* Document section *

Figure 2 shows an overview of a process 200 by which the network 100 selects an improved MNO.

In a first step 210, a network communication from the UE 110 is received at the RAN access point 115. For example, the network communication commences with an attach request for connecting to the Home MNO.

In a next step 220, the network characteristics of the telecommunications network 100 - and in particular of the core networks of the first 120-1 and second 120-2 MNOs - are retrieved from the database 130. Based on a comparison of the network characteristics, an assessment is made at the RAN access point 115 so as to identify the improved MNO 230.

Once the improved MNO has been identified, the UE 110 is then temporarily registered with this improved MNO. Network communications from the UE are therefore subsequently routed through the improved MNO 240. The connection between the UE and the improved MNO is maintained, at least, for the duration of the network communication session, after which point the process 200 repeats.

If no improved MNO is identified (i.e. the default MNO is the most suitable), then the UE is connected (or is allowed to continue communicating) with its default MNO, as per existing protocols.

Figures 3 show exemplary datasets of network characteristics for MNOs A and B, as stored in the database 130 and as used to identify the improved MNO.

In particular, Figure 3a shows an exemplary dataset relating to network performance parameters 310 (at a particular point in time) for each MNO that is available from the RAN access point 115. The dataset 310 includes values for latency, packet drop rate and download speed.

The dataset 310 is populated by interrogating the network 100 (in particular the networks of each MNO 120) so as to measure network performance. For example, the network 100 is interrogated by the RAN access point 115.

Although not shown in Figure 3a, further examples of network performance parameters for populating within the dataset 310 and for use in identifying the improved MNO, include metrics and/or status flags regarding: jitter; bandwidth; throughput; wireless signal strength; and radiofrequency spectrum characteristics.

Figure 3b shows an exemplary dataset relating to available network services 320 (at a particular point in time) for each available MNO 120. The dataset 320 includes a list of services 330 and flags as to whether (as indicated by a tick) or not (as indicated by a cross) each available MNO supports a given network service 330.

* Extracted records *
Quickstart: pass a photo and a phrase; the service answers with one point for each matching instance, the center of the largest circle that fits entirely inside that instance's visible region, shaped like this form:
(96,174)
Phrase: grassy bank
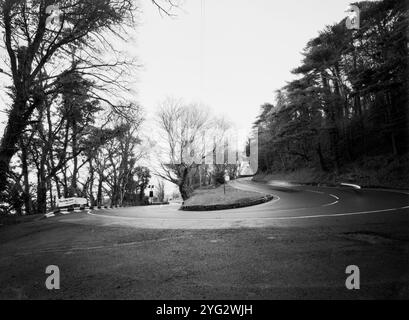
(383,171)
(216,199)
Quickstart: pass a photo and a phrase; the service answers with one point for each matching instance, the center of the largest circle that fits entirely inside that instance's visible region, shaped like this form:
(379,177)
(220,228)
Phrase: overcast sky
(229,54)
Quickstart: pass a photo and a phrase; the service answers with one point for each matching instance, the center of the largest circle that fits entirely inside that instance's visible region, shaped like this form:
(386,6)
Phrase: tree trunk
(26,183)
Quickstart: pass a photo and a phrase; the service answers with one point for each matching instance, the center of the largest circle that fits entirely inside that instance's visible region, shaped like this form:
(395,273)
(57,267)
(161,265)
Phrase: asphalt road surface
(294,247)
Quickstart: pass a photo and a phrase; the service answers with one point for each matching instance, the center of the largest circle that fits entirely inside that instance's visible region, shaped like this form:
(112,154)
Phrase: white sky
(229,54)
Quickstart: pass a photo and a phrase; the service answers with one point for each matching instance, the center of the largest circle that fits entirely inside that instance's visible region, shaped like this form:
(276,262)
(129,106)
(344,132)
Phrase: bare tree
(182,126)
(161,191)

--

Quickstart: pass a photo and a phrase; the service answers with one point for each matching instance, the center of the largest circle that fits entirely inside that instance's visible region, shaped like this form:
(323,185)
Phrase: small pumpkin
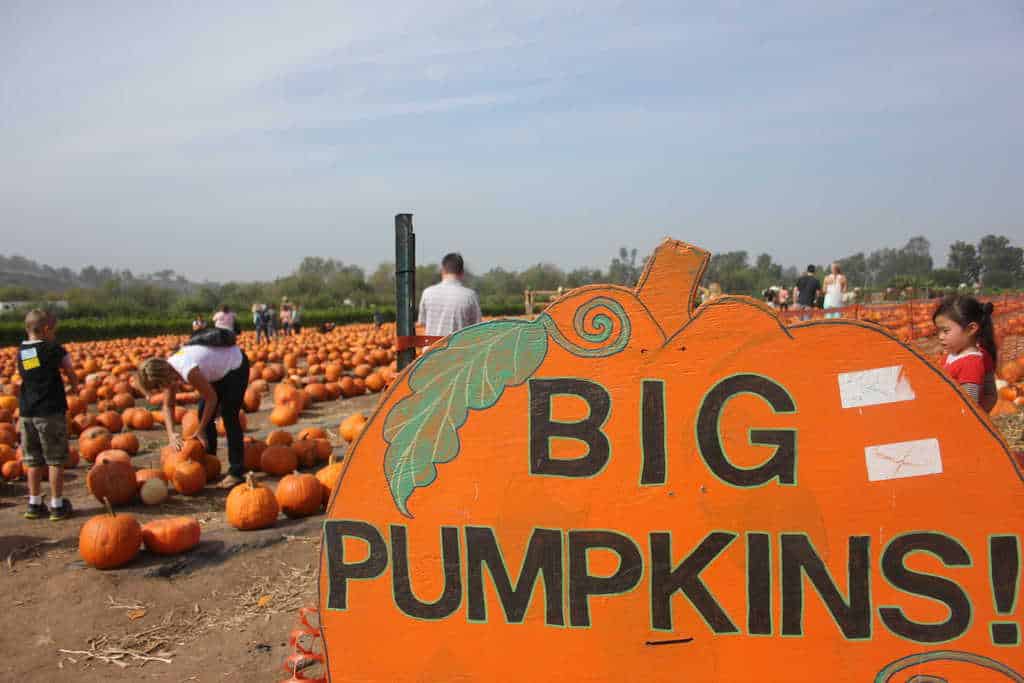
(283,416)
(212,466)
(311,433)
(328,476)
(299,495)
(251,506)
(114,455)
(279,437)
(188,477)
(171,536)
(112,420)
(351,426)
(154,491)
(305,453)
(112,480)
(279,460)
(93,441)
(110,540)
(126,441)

---

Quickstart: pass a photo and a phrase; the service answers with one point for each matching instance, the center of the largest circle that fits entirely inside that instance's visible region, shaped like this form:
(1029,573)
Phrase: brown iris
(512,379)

* What is asked *
#1 Could you reproduce the stretch of the passage on mobile network operator selection from "In a next step" through "improved MNO 230."?
#2 In the passage on mobile network operator selection, which further network performance parameters are given as examples that are not shown in Figure 3a?

* Solution set *
#1
In a next step 220, the network characteristics of the telecommunications network 100 - and in particular of the core networks of the first 120-1 and second 120-2 MNOs - are retrieved from the database 130. Based on a comparison of the network characteristics, an assessment is made at the RAN access point 115 so as to identify the improved MNO 230.

#2
- jitter
- bandwidth
- throughput
- wireless signal strength
- radiofrequency spectrum characteristics